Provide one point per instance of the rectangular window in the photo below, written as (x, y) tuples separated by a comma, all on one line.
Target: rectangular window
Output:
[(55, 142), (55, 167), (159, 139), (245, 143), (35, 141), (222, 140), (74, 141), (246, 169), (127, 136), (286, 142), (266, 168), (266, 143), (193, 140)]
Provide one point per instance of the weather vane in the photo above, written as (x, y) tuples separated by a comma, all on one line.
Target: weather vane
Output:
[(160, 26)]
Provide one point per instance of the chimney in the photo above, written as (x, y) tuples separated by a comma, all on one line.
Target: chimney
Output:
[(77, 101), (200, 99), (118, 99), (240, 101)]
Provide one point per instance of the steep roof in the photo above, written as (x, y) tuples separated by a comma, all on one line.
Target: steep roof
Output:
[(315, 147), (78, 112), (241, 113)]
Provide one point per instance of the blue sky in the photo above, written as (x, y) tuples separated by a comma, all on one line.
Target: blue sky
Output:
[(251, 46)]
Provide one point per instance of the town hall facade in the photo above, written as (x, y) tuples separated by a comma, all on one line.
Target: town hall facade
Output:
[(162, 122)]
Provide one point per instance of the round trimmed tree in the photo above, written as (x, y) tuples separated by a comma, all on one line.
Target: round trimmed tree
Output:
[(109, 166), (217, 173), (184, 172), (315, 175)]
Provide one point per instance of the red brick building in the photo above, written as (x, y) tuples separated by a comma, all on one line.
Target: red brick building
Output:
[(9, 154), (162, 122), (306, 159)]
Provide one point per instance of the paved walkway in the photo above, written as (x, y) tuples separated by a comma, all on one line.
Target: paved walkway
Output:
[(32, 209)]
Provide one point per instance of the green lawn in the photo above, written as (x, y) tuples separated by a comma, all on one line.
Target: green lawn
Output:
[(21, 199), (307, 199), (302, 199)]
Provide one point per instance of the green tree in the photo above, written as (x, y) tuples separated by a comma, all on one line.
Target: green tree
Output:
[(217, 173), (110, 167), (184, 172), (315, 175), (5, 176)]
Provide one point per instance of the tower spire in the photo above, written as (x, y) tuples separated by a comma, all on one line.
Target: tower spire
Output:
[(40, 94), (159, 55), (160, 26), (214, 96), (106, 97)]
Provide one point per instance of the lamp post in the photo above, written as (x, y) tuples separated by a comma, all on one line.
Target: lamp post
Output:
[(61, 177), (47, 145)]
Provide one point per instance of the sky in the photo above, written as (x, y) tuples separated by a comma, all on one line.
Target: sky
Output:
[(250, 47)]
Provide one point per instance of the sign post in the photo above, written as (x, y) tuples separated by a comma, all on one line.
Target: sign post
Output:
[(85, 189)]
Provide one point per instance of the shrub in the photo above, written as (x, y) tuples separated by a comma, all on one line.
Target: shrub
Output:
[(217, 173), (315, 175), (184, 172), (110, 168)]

*Goal of the exercise*
Write the data from above out again, exactly.

*Written reply*
Provide one point per instance of the rectangular window in the photo below, written as (x, y) tuples separated by a comma, all on one line.
Target: rectangular window
Output:
[(55, 142), (55, 167), (159, 139), (245, 143), (35, 141), (222, 140), (74, 141), (246, 169), (127, 136), (286, 142), (266, 168), (266, 143), (193, 140)]
Provide one point per instance of the weather vane in the photo above, written as (x, y) tuples separated by a comma, all on one line.
Target: weather vane
Output:
[(160, 26)]
Provide one point per instance of the chimney in the photo above, written as (x, y) tuples separated by a comma, all on one line.
Target: chimney
Output:
[(77, 101), (200, 99), (118, 99), (240, 101)]
Provide one point per instance of the steep roof in the photo above, written as (x, y) tuples separated by a comma, all on one line.
Target: steep roof
Output:
[(315, 147), (78, 112), (241, 113)]
Provide one point per instance of the blue sky in the photo above, written as (x, y) tuples separated by a comma, all on one line.
Target: blue sky
Output:
[(251, 46)]
Provide one point per instance of the town hall facade in the photo above, written as (x, y) tuples separated by a comma, all on one line.
Target: town hall facade
Output:
[(162, 122)]
Provide one point per instance of the round trimmed tree in the photo above, written as (x, y) tuples separated by a comma, all on one line.
Target: round trimmed tree
Output:
[(109, 166), (217, 173), (184, 172), (315, 175)]
Provide one point per instance of the red brick building in the photo above, written as (x, y) tuples separated by a comma, all on one line.
Target: red brick building
Output:
[(9, 154), (162, 122), (306, 159)]
Provide one point per instance of the paved walkway in the photo above, written as (x, y) tuples separated by a comma, all on one line.
Target: paved walkway
Output:
[(32, 209)]
Provide one point per instance of the green lawn in the photo above, written as (x, y) tuples separated by a comma, all on one line.
Target: green lawn
Output:
[(21, 199), (307, 199), (302, 199)]
Provide one point per instance of the green tree in the photo above, written as (x, y) tuples separated by a comma, all on one line.
Target: green tree
Output:
[(217, 173), (110, 167), (184, 172), (315, 175), (5, 176)]
Provide one point per instance of the tower spire in the photo above, written as (x, y) tuples separated by a comma, all on one line.
Target: tower spire
Output:
[(40, 94), (159, 55), (160, 26), (214, 96), (106, 97)]
Provide one point per instance of the lamp post in the photo above, written as (x, y) tuples separated by a comma, all on one line.
Target: lamp post
Output:
[(61, 177), (47, 145)]
Provide one point per instance of the sky in the photo above, written as (x, y) tuples separated by a comma, all on one line.
Target: sky
Output:
[(250, 47)]
Provide one point per instance of the sign post in the photo above, written as (x, y) tuples separated by a comma, all on one line.
Target: sign post
Output:
[(85, 189)]
Provide one point per instance of the shrub in the photo above, written as (x, y) tuples separated by a comma, all on one line.
Target: shrub
Output:
[(217, 173), (315, 175), (184, 172), (110, 168)]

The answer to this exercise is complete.